▶ **RECORD SET**
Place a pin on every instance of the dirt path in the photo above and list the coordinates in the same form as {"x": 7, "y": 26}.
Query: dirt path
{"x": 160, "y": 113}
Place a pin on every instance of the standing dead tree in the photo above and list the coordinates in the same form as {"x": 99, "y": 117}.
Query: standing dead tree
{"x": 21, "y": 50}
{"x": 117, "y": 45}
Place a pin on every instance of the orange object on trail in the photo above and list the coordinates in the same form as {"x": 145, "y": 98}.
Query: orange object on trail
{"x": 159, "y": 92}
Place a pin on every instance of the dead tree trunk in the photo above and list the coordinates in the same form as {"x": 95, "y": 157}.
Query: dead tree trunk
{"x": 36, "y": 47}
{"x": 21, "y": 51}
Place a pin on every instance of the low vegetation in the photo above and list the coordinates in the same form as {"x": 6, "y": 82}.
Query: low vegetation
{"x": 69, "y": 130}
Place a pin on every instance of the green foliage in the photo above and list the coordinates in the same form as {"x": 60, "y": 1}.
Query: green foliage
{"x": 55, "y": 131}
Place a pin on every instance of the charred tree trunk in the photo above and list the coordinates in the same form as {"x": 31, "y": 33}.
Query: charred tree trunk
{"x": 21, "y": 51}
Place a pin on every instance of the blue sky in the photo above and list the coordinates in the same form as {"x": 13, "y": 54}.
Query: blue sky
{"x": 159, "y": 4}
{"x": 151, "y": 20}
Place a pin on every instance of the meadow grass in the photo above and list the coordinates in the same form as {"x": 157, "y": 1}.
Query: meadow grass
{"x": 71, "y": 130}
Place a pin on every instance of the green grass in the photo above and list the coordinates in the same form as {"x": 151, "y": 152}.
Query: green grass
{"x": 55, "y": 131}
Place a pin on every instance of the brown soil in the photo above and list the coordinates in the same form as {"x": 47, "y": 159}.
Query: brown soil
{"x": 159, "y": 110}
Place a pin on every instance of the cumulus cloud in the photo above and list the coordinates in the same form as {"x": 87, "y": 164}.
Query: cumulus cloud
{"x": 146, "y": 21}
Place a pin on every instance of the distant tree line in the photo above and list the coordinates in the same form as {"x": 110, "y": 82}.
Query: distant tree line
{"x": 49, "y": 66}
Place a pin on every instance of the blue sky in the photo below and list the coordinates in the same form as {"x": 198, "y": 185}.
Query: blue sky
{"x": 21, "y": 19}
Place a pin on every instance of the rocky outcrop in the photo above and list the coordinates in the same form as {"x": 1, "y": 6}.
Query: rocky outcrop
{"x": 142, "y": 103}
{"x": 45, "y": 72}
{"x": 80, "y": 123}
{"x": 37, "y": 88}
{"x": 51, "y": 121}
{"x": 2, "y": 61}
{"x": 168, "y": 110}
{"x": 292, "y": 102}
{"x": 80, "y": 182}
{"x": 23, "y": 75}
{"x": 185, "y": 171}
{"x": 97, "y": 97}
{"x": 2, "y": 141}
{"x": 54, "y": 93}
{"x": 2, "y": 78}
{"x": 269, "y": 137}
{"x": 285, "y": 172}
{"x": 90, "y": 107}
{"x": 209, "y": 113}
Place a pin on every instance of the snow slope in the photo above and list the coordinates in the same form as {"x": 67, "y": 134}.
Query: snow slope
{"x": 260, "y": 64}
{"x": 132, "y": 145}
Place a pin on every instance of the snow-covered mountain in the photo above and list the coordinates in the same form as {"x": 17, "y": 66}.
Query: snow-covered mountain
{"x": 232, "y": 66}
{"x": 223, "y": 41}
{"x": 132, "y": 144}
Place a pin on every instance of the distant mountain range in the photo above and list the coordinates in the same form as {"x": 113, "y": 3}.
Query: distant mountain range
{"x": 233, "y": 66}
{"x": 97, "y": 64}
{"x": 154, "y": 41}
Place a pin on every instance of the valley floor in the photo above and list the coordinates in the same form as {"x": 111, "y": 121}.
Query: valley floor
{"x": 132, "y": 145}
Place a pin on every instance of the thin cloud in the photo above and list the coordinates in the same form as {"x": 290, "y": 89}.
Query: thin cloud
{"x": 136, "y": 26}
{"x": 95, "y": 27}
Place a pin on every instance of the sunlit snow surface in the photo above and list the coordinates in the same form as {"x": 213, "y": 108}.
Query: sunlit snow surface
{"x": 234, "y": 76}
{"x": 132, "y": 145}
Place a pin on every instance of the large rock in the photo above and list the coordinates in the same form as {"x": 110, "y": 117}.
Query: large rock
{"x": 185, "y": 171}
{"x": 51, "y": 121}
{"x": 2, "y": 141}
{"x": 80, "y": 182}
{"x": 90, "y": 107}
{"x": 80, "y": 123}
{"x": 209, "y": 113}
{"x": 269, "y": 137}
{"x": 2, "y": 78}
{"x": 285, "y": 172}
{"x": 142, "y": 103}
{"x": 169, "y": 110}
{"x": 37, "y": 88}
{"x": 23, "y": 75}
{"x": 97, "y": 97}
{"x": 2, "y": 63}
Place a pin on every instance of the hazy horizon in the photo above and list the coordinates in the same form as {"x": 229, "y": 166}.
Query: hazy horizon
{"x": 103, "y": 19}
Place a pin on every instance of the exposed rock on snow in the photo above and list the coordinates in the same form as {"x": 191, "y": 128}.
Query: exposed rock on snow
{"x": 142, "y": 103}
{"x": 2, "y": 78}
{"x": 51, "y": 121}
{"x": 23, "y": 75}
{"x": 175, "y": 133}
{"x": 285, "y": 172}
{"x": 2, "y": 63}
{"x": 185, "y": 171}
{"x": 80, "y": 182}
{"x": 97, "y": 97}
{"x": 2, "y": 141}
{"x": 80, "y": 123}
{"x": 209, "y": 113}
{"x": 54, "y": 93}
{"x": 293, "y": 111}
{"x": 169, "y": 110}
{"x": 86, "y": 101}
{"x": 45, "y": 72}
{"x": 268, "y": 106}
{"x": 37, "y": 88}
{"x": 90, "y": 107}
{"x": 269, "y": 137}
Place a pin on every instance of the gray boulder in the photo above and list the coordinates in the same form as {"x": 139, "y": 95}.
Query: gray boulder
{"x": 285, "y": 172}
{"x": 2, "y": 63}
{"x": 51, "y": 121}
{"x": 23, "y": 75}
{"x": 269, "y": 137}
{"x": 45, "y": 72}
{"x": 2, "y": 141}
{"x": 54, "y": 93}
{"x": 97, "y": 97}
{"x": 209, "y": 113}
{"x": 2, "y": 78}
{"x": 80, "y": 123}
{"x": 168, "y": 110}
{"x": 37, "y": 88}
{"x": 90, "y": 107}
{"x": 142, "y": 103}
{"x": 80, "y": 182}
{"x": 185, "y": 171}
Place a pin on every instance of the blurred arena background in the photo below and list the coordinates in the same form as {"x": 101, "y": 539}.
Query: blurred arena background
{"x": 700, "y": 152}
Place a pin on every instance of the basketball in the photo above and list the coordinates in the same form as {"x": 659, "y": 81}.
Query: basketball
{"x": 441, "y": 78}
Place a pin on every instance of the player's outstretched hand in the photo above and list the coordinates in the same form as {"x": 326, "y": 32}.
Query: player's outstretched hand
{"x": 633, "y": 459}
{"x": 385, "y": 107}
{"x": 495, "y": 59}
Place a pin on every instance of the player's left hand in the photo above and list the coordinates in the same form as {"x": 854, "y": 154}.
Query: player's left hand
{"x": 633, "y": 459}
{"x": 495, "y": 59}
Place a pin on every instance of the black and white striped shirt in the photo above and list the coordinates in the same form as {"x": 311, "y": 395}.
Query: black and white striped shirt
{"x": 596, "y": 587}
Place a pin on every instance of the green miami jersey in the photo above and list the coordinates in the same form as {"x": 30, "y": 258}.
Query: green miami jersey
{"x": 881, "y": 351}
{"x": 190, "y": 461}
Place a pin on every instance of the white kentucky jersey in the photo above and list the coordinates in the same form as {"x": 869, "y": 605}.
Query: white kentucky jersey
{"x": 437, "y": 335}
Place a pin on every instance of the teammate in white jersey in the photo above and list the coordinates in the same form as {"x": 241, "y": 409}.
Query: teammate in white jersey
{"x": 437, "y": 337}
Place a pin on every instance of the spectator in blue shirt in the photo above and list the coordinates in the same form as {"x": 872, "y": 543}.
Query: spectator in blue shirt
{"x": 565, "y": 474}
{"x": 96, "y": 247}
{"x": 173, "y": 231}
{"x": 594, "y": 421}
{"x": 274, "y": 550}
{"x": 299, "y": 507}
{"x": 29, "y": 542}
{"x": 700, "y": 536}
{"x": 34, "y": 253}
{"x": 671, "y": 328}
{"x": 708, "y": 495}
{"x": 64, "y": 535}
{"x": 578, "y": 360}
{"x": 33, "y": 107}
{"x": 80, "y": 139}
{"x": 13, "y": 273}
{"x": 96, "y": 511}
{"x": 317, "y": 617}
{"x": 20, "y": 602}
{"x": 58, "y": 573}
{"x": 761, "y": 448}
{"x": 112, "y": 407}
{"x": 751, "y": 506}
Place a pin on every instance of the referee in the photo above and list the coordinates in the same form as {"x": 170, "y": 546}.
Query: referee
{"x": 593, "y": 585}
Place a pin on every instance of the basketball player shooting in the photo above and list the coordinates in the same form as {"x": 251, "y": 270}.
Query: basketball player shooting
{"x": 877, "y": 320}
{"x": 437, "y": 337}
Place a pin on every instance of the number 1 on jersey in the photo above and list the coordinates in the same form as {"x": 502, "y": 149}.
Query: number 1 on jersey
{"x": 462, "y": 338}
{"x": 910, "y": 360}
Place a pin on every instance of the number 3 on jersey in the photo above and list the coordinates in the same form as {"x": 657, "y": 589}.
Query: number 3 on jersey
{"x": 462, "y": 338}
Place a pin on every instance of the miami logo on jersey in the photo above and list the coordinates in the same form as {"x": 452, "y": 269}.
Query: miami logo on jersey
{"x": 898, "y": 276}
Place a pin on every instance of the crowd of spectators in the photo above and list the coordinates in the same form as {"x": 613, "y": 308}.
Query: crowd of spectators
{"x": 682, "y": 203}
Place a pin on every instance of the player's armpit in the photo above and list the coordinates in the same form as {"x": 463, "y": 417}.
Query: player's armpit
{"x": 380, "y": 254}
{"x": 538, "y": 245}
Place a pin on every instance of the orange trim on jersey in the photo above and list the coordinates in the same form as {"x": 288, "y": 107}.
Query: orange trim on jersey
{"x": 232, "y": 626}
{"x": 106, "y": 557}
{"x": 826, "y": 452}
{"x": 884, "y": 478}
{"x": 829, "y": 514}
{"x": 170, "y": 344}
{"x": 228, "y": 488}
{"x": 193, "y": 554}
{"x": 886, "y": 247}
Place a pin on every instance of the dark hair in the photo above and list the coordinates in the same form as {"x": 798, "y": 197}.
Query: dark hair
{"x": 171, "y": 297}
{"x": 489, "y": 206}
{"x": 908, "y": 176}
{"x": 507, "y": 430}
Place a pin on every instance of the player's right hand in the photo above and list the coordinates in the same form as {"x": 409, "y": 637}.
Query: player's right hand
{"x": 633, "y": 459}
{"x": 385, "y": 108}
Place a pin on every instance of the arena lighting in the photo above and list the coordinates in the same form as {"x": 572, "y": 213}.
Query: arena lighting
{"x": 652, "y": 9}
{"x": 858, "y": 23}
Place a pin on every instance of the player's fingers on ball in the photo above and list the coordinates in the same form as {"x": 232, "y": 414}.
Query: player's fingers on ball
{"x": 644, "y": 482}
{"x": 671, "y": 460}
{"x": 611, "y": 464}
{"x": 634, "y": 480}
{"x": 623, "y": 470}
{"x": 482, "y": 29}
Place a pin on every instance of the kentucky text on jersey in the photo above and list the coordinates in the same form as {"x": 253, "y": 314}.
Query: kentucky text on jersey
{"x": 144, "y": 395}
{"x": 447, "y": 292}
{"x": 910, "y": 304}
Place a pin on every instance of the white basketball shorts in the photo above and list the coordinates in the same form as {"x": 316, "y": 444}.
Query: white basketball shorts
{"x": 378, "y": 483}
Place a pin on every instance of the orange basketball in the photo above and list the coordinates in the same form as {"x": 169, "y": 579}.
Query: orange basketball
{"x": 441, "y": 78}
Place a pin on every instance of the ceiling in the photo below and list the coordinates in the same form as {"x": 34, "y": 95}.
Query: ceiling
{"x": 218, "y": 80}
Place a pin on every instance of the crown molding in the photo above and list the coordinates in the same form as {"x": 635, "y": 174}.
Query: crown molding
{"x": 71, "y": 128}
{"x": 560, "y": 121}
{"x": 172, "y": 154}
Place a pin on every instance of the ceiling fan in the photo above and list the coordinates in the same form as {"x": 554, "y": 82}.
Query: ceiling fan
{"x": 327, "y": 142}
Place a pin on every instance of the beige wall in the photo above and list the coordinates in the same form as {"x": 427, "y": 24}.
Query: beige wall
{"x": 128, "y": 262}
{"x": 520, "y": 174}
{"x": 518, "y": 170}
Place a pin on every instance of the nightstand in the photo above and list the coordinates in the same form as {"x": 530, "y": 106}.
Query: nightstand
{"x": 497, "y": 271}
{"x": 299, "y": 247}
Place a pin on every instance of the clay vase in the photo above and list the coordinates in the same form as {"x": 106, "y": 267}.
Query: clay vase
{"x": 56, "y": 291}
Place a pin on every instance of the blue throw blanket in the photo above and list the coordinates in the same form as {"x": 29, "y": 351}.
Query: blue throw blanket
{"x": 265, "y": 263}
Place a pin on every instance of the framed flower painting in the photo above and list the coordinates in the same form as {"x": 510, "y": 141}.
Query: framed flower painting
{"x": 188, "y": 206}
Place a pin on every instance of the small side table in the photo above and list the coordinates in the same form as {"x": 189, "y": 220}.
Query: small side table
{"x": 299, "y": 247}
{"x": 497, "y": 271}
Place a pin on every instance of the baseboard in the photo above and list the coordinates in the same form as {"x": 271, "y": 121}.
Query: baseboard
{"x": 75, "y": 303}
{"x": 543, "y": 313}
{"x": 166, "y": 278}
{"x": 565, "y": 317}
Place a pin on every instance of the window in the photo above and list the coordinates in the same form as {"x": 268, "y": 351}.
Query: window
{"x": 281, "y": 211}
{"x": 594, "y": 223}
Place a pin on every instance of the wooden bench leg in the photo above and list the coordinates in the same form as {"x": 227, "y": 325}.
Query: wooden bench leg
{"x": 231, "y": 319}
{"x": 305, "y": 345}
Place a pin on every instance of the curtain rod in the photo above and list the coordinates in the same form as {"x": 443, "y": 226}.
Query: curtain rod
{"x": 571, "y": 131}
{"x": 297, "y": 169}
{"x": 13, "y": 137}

▶ **DIRECTIONS FOR THIS TASK**
Repeat only the lines running from the line that contains "Place a pin on every instance of the nightstand" through the last line above, inclusive.

▶ **RESPONSE TO THIS TASK**
Place a pin on every instance of the nightstand in the photo above and list the coordinates in the same form as {"x": 530, "y": 106}.
Query: nightstand
{"x": 497, "y": 271}
{"x": 299, "y": 247}
Place a pin on every instance of the clay vase in the photo above and list the coordinates in the same form as {"x": 106, "y": 267}.
Query: clay vase
{"x": 56, "y": 291}
Place a pin on every instance of the blue throw blanket in the photo above and list the coordinates in the same form as {"x": 29, "y": 351}.
Query: blue throw blanket
{"x": 265, "y": 263}
Place a pin on every instance of the framed flower painting in the photo above and list the coordinates in the same form as {"x": 510, "y": 141}.
Query: framed flower painting
{"x": 188, "y": 206}
Place a pin on every instance of the small side table in the photo above and list the coordinates in the same form as {"x": 189, "y": 220}.
Query: small side table
{"x": 299, "y": 247}
{"x": 497, "y": 271}
Place a pin on every instance of the baseboard in the photo above and list the coordinates in the same form as {"x": 271, "y": 121}.
Query: baseboard
{"x": 75, "y": 303}
{"x": 543, "y": 313}
{"x": 166, "y": 278}
{"x": 565, "y": 317}
Place a pin on every instance of the window in the photo above and list the coordinates in the same form as {"x": 268, "y": 351}.
Query: window
{"x": 281, "y": 211}
{"x": 594, "y": 223}
Place a pin on every instance of the wooden bench leg in the photo above and list the coordinates in the same form as {"x": 227, "y": 325}.
Query: wooden bench leg
{"x": 231, "y": 319}
{"x": 305, "y": 345}
Place a pin on every instance of the curtain rod in the photo above and list the coordinates in the same form as {"x": 443, "y": 226}.
Query: curtain rod
{"x": 571, "y": 131}
{"x": 297, "y": 169}
{"x": 13, "y": 137}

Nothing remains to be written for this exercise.